**Document excerpt**
——
Live in Concert 1977 & 1979 is a double live album by the English hard rock band Bad Company, released on CD and as an mp3 download in 2016. It is an archival album with recordings taken from two concerts from their tours in 1977 and 1979. Disc one contains material from a concert at The Summit in Houston, Texas on May 23, 1977. Disc 2 contains material from a concert at Wembley Arena in London on March 9, 1979.

Track listing

Disc One 
Recorded on May 23, 1977 at The Summit in Houston, Texas
"Burnin' Sky" (Paul Rodgers)
"Too Bad" (Mick Ralphs)
"Ready for Love" (Ralphs)
"Heartbeat" (Rodgers)
"Morning Sun" (Rodgers)
"Man Needs Woman" (Rodgers)
"Leaving You" (Rodgers)
"Shooting Star" (Rodgers)
"Simple Man" (Ralphs)
"Movin' On" (Ralphs)
"Like Water" (Rodgers, Machiko Shimizu)
Drum solo (Simon Kirke)
——
**Data section**

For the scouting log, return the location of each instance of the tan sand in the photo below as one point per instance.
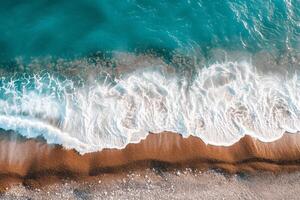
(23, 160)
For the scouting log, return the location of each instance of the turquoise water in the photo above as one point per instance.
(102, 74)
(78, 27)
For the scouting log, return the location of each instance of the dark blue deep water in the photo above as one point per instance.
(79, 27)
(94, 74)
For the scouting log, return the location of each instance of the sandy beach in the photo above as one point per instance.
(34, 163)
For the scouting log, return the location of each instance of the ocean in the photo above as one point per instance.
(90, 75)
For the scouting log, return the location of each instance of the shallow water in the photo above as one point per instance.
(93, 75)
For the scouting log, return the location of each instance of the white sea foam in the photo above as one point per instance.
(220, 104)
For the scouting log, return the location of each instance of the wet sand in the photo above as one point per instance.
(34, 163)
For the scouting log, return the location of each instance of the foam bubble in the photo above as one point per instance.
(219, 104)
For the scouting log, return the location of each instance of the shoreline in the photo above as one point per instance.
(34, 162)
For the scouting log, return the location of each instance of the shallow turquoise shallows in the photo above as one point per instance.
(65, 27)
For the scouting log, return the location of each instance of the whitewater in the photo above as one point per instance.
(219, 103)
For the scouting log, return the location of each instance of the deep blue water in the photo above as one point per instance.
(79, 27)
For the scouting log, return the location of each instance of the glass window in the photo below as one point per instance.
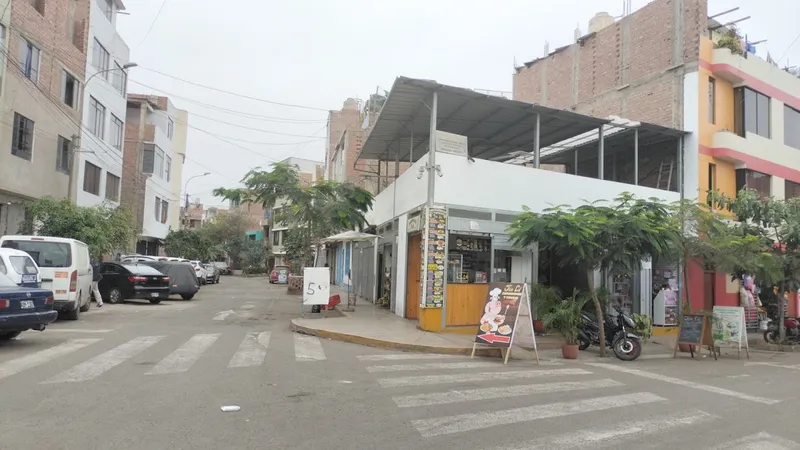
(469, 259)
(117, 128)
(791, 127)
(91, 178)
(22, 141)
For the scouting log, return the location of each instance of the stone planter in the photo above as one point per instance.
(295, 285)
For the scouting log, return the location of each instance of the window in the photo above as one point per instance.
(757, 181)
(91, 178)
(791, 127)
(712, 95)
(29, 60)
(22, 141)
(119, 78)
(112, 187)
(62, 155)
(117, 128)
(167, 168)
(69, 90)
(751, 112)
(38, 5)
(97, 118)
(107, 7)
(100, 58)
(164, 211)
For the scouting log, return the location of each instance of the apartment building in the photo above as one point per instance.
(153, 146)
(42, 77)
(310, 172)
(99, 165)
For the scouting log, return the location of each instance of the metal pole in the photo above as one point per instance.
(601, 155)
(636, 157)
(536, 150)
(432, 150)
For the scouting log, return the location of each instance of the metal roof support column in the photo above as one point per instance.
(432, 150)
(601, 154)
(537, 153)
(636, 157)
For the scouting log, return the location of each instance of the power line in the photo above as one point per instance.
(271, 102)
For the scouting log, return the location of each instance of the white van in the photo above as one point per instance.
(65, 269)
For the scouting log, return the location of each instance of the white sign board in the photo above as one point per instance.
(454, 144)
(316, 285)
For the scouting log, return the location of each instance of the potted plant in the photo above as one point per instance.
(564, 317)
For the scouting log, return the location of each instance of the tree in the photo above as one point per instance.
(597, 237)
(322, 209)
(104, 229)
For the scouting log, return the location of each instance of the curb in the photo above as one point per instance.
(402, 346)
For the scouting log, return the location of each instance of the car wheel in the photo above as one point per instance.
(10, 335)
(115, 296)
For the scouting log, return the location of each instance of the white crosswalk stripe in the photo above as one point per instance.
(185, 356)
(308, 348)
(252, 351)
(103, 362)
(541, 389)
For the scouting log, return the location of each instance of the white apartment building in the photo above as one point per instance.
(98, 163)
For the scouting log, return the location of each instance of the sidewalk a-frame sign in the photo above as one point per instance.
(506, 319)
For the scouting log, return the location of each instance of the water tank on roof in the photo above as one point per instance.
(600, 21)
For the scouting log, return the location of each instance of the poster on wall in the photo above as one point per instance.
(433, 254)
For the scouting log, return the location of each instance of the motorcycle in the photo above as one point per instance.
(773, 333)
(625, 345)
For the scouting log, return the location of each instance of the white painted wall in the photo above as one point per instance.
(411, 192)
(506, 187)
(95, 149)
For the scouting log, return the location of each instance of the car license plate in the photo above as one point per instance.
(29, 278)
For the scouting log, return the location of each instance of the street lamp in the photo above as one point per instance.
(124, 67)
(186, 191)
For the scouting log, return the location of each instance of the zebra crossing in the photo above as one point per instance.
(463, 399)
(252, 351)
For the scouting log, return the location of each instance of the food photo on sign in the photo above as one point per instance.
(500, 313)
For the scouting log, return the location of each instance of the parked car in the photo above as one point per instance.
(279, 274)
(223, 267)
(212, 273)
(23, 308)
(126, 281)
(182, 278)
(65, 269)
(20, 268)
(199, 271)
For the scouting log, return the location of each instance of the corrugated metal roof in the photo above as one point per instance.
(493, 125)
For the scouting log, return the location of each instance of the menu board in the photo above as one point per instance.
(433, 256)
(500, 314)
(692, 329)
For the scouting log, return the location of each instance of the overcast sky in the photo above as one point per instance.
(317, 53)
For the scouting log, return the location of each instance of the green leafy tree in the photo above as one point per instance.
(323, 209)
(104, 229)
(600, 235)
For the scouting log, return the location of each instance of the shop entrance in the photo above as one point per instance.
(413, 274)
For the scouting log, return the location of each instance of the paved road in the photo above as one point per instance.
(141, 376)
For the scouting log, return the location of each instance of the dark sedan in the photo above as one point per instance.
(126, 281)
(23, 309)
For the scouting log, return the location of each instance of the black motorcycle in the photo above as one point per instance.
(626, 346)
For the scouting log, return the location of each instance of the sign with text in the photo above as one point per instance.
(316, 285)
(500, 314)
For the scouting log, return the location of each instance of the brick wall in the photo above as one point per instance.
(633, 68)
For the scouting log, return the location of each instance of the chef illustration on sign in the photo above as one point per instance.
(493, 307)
——
**Challenges**
(a) Translate this sentence from the Bad Company live album text into Spanish: "Disc 2 contains material from a concert at Wembley Arena in London on March 9, 1979."
(b) Transcribe part of the Bad Company live album text word for word, beginning at the words "Live in Concert" and stopping after "March 9, 1979.".
(c) Pick up the Bad Company live album text where it stops and continue it.
The rows come from a separate source.

**Outputs in order**
(a) El disco 2 contiene material de un concierto en el Wembley Arena de Londres el 9 de marzo de 1979.

(b)
Live in Concert 1977 & 1979 is a double live album by the English hard rock band Bad Company, released on CD and as an mp3 download in 2016. It is an archival album with recordings taken from two concerts from their tours in 1977 and 1979. Disc one contains material from a concert at The Summit in Houston, Texas on May 23, 1977. Disc 2 contains material from a concert at Wembley Arena in London on March 9, 1979.

(c)
"Live for the Music" (Ralphs)
"Good Lovin' Gone Bad" (Ralphs)
"Feel Like Makin' Love" (Ralphs, Rodgers)

Disc Two 
Recorded on March 9, 1979 at Wembley Arena in London except "Hey Joe" recorded on June 26, 1979 at the Capital Centre near Washington, D.C.
"Bad Company" (Kirke, Rodgers)
"Gone, Gone, Gone" (Boz Burrell)
"Shooting Star" (Rodgers)
"Rhythm Machine" (Burrell, Kirke)
"Oh, Atlanta" (Ralphs)
"She Brings Me Love" (Rodgers)
"Run with the Pack" (Rodgers)
"Evil Wind" (Rodgers)
Drum solo (Kirke)
"Honey Child" (Burrell, Kirke, Ralphs, Rodgers)
"Rock Steady" (Rodgers)
"Rock 'n' Roll Fantasy" (Rodgers)
"Hey Joe" (Billy Roberts)
"Feel Like Makin' Love" (Ralphs, Rodgers)
"Can't Get Enough" (Ralphs)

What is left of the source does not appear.